--- START ---
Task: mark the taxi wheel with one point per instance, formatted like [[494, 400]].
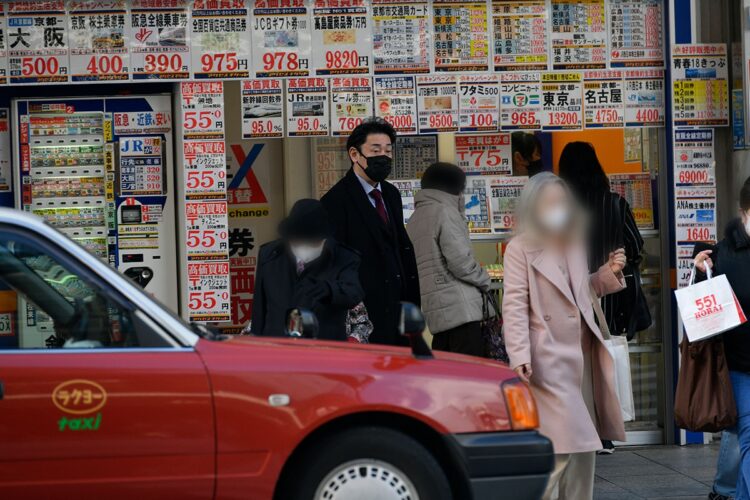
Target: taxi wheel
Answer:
[[371, 463]]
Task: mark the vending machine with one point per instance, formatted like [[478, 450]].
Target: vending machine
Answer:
[[101, 171]]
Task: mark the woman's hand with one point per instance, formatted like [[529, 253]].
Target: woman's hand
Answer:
[[703, 260], [524, 372], [617, 260]]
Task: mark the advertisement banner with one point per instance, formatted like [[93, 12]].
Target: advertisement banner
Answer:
[[636, 33], [342, 37], [521, 101], [484, 154], [159, 40], [351, 103], [220, 39], [561, 101], [462, 39], [579, 34], [437, 104], [520, 34], [208, 292], [478, 103], [38, 50], [602, 99], [396, 102], [505, 193], [262, 108], [97, 32], [644, 98], [307, 107], [401, 37]]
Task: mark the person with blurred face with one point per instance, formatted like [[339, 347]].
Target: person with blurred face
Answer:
[[305, 268], [368, 216], [552, 338]]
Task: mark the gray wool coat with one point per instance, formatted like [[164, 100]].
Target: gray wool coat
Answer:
[[450, 278]]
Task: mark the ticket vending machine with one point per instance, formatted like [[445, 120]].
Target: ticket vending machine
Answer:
[[101, 171]]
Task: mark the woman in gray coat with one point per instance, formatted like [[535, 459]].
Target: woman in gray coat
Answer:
[[451, 280]]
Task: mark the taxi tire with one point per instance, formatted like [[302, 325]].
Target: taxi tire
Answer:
[[379, 443]]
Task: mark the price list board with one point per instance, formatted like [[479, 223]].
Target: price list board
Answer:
[[636, 34], [462, 39], [521, 36], [700, 92], [401, 37], [579, 34]]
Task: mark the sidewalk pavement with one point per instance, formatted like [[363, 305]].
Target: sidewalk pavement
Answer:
[[663, 472]]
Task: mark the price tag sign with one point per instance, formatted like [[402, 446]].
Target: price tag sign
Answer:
[[484, 154], [262, 109], [644, 98], [206, 230], [603, 99], [209, 291], [396, 102], [342, 37], [307, 107], [281, 38], [159, 40], [205, 169], [437, 104], [561, 101], [220, 39], [351, 103], [37, 42], [521, 101], [98, 41], [478, 103]]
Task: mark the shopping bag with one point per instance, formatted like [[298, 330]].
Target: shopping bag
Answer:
[[708, 308], [618, 348]]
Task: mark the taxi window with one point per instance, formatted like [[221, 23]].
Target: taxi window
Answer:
[[44, 304]]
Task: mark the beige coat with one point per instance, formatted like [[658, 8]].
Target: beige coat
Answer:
[[544, 324]]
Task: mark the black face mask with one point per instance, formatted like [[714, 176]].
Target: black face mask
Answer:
[[378, 167]]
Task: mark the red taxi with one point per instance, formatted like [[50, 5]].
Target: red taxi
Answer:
[[124, 400]]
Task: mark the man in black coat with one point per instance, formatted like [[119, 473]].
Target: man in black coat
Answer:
[[368, 216], [306, 269]]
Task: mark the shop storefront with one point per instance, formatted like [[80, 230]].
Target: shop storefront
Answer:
[[169, 137]]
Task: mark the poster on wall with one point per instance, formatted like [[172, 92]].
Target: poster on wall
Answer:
[[700, 92], [159, 40], [401, 37], [520, 34], [488, 154], [437, 102], [505, 193], [220, 39], [281, 39], [521, 101], [98, 41], [396, 102], [342, 37], [636, 35], [478, 103], [461, 36], [603, 99], [644, 98], [262, 108], [579, 34], [561, 101], [351, 103], [307, 107], [38, 50]]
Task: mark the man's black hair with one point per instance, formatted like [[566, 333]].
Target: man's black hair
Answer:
[[369, 127]]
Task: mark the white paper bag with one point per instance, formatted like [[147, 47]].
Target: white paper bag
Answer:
[[708, 308], [618, 349]]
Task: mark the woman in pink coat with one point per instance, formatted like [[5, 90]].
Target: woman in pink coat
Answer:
[[552, 338]]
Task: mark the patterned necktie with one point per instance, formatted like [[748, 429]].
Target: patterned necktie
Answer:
[[379, 205]]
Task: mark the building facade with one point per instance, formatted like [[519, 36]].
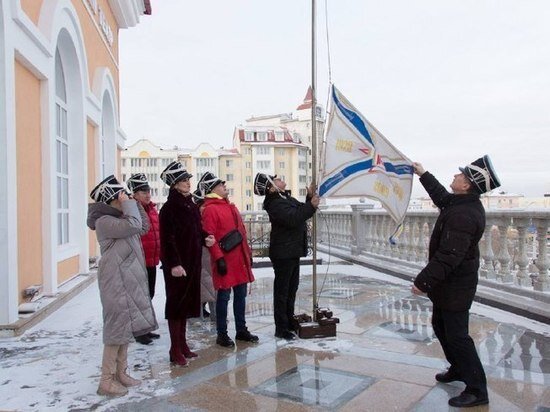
--- END ---
§ Brief
An exact restatement of the entries above is needed; no picture may appear in it.

§ Solution for this problem
Task: mark the taxi wheel with one point per instance, formatted like [[494, 400]].
Target: taxi wheel
Answer:
[[371, 463]]
Task: mark the vending machine with one point per instance, formatted like [[478, 450]].
Target: vending machine
Answer:
[[101, 171]]
Task: mark the woman's hand with one point per instance, formatted like [[529, 253]].
Target: woman's hand
Answer:
[[703, 260], [524, 372], [617, 260]]
Task: mark the advertisement banner with one point per instance, formatted like [[93, 12]].
Target: advertisement banner
Answer:
[[636, 33], [342, 37], [521, 101], [484, 154], [159, 40], [351, 103], [220, 39], [561, 101], [462, 39], [579, 34], [437, 104], [520, 34], [208, 292], [478, 103], [38, 50], [602, 99], [396, 102], [505, 193], [262, 108], [97, 32], [644, 98], [307, 107], [401, 37]]
Task: mark the person with blurred face with one point per instance, formatted like [[339, 347]].
Target: person with blurred face
Answer:
[[305, 268], [368, 216], [552, 338]]
Task: mark the gray wool coat with one point per instance, formatted like [[164, 100]].
Target: gray wool coat
Answer:
[[450, 278]]
Task: mark the ticket vending machine with one point per instance, formatted like [[445, 120]].
Target: ticket vending machine
Answer:
[[101, 171]]
Task: mark the woman in gray coat with one point per instance, formatted like [[535, 459]].
Target: woman in gray coat
Answer:
[[451, 280]]
Task: mark the taxi tire with one point per instance, formatted like [[302, 325]].
Target: taxi tire
Answer:
[[379, 443]]
Task: mark the price list board with one point per instance, formatted like [[479, 223]].
Target: price list board
Answer:
[[636, 34], [462, 39], [521, 36], [700, 92], [401, 37], [579, 34]]
Task: mark the sidewalk pavement with one point per instance, formatted like [[363, 305]].
Target: sidewalk pavement
Answer:
[[663, 472]]
Task: mark the price tag sign with one point per instance, formatted like [[402, 446]].
Target: price tag sign
Answer:
[[484, 154], [262, 109], [644, 98], [206, 230], [603, 99], [209, 291], [396, 102], [342, 37], [307, 107], [281, 38], [159, 40], [205, 169], [437, 104], [561, 101], [220, 39], [351, 103], [37, 42], [521, 101], [98, 41], [478, 103]]
Task: mark the shopping bag with one point per instance, formatted like [[298, 330]].
Target: shopping bag
Answer:
[[708, 308], [618, 348]]
Task: mark the taxi window with one point per instance, formatted like [[221, 23]].
Target: taxi window
Answer:
[[44, 304]]
Task: mark the beige coat with one point per instance, formatted like [[658, 8]].
Target: beige coat
Answer:
[[544, 324]]
Task: mark the black face mask with one point per instance, formatted like [[714, 176]].
Target: black face mask
Answer:
[[378, 167]]
Task: mark the red taxi with one point per instance, formatted like [[50, 5]].
Target: red taxi
Answer:
[[124, 400]]
Task: mark the man in black coat with one point per instance, formatted like [[119, 473]].
Target: man in black coat
Answer:
[[368, 216], [306, 269]]
Task: mark the shop storefront with one point per instance, formatted like [[80, 230]].
Target: shop storefront
Answer:
[[169, 137]]
Task: mark the poster on wall with one point per instance, formatted like [[172, 92]].
Target: poster on wall
Answer:
[[700, 92], [159, 40], [401, 37], [520, 34], [488, 154], [437, 102], [505, 193], [220, 39], [281, 39], [521, 101], [98, 41], [396, 102], [342, 37], [636, 35], [478, 103], [461, 36], [603, 99], [644, 98], [262, 108], [579, 34], [561, 101], [351, 103], [307, 107], [38, 50]]
Task: mark the man's black hair with one point per instance, formatted like [[566, 333]].
Target: man's black hair
Answer:
[[369, 127]]
Task: mark the white paper bag with one point per instance, formatted like [[147, 47]].
Target: white paper bag
Answer:
[[708, 308], [618, 349]]
Task: mark the woman in pink coat with one point per instance, formatted like [[5, 90]].
Target: woman in pink coat
Answer:
[[552, 338]]
Task: mark the patterned necktie with one point per instance, formatted like [[748, 429]].
Target: patterned necktie
Answer:
[[379, 205]]
Task: mark the building facade with one point per instance, formatted like [[519, 36]].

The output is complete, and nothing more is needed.